Extracted records:

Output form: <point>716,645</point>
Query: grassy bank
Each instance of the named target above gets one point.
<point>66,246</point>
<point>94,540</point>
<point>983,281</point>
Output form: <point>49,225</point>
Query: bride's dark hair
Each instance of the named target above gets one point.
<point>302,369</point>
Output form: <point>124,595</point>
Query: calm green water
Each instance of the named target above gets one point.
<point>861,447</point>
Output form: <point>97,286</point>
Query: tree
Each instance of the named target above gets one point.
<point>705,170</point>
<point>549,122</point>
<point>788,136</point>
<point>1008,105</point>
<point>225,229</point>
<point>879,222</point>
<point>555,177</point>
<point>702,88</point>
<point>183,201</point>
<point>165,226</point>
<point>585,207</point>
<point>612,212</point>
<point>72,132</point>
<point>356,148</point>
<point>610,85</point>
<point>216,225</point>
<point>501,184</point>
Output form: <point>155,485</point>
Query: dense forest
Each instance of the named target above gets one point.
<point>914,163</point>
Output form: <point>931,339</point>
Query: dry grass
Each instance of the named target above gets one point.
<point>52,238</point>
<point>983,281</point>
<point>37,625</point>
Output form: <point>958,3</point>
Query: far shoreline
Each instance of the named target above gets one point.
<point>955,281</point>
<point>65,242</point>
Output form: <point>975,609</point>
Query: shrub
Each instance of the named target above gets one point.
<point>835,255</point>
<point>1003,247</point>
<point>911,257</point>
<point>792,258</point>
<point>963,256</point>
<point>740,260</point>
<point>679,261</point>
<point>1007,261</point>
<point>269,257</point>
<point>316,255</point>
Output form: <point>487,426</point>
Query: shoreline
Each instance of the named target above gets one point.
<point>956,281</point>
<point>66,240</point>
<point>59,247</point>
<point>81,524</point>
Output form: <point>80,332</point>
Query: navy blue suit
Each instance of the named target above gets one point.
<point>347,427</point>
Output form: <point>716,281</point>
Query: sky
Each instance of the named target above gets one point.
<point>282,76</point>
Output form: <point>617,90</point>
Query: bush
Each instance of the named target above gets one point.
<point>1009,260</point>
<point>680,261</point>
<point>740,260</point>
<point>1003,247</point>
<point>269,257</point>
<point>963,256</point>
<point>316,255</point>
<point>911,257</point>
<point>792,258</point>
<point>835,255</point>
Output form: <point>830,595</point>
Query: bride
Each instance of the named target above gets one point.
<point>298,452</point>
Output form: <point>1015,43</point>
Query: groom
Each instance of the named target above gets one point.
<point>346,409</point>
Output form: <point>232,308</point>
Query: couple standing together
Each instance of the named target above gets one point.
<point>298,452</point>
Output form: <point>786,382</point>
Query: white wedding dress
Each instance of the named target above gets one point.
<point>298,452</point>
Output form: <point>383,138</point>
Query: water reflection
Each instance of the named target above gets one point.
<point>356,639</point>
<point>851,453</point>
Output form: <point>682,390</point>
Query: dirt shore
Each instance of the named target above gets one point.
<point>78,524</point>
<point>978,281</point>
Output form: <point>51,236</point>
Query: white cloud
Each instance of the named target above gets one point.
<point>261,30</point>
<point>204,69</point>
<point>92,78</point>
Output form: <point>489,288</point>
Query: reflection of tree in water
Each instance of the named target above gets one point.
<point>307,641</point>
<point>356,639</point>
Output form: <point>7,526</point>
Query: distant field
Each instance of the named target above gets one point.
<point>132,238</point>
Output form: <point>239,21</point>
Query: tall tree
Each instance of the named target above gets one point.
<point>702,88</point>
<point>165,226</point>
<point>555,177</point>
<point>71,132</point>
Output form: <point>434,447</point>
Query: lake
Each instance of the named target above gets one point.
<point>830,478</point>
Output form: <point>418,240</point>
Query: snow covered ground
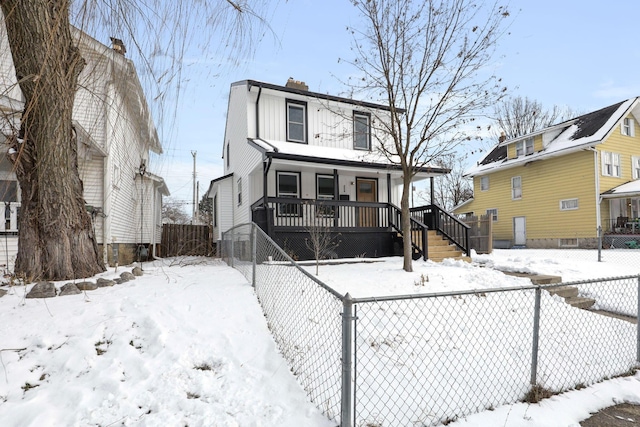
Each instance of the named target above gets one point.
<point>187,344</point>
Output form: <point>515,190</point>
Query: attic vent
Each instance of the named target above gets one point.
<point>296,84</point>
<point>118,45</point>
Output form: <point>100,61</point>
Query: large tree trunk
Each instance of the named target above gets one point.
<point>56,238</point>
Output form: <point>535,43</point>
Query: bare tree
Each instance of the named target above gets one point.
<point>428,60</point>
<point>453,188</point>
<point>322,240</point>
<point>517,116</point>
<point>56,239</point>
<point>173,212</point>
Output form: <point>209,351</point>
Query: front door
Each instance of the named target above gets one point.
<point>367,191</point>
<point>520,231</point>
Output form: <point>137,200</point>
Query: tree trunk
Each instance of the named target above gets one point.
<point>56,238</point>
<point>407,249</point>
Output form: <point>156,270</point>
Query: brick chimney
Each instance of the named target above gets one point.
<point>118,46</point>
<point>296,84</point>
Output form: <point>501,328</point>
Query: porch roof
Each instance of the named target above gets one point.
<point>334,156</point>
<point>629,189</point>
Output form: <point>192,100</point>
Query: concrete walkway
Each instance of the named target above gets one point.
<point>623,415</point>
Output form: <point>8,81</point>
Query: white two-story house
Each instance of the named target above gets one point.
<point>294,159</point>
<point>115,134</point>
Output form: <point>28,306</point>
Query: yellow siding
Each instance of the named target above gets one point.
<point>544,184</point>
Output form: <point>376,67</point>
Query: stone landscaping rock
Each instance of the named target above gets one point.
<point>87,286</point>
<point>42,290</point>
<point>102,283</point>
<point>126,276</point>
<point>69,289</point>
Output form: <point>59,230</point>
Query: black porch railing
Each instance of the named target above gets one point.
<point>435,218</point>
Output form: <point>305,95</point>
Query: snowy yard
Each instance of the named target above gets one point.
<point>189,345</point>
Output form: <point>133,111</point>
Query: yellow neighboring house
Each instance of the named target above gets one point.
<point>553,188</point>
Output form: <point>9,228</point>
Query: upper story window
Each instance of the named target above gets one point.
<point>524,148</point>
<point>628,127</point>
<point>484,183</point>
<point>635,166</point>
<point>361,131</point>
<point>610,164</point>
<point>516,187</point>
<point>296,121</point>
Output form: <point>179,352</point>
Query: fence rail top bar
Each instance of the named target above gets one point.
<point>289,259</point>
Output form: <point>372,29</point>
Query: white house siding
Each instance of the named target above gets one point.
<point>243,157</point>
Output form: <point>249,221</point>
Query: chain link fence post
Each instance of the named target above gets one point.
<point>254,254</point>
<point>346,413</point>
<point>536,336</point>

→ **Written instruction**
Rewrite the rows between the lines holding "Output form: <point>501,328</point>" and "<point>544,184</point>", inclusive, keeping every line and shifting each coordinate in the answers up by 19. Change nothing else in that span.

→ **Solved problem**
Output form: <point>501,328</point>
Query: porch roof
Each instance of the named target above gets one point.
<point>353,175</point>
<point>648,208</point>
Output form: <point>192,100</point>
Query: concrete walkway
Each instance of the named target above gets one point.
<point>642,434</point>
Output form: <point>8,81</point>
Query: white two-story house
Each instance of the named target above gets one point.
<point>313,178</point>
<point>134,153</point>
Output form: <point>28,306</point>
Query: yellow siding
Each instance of the named target above gets one point.
<point>563,203</point>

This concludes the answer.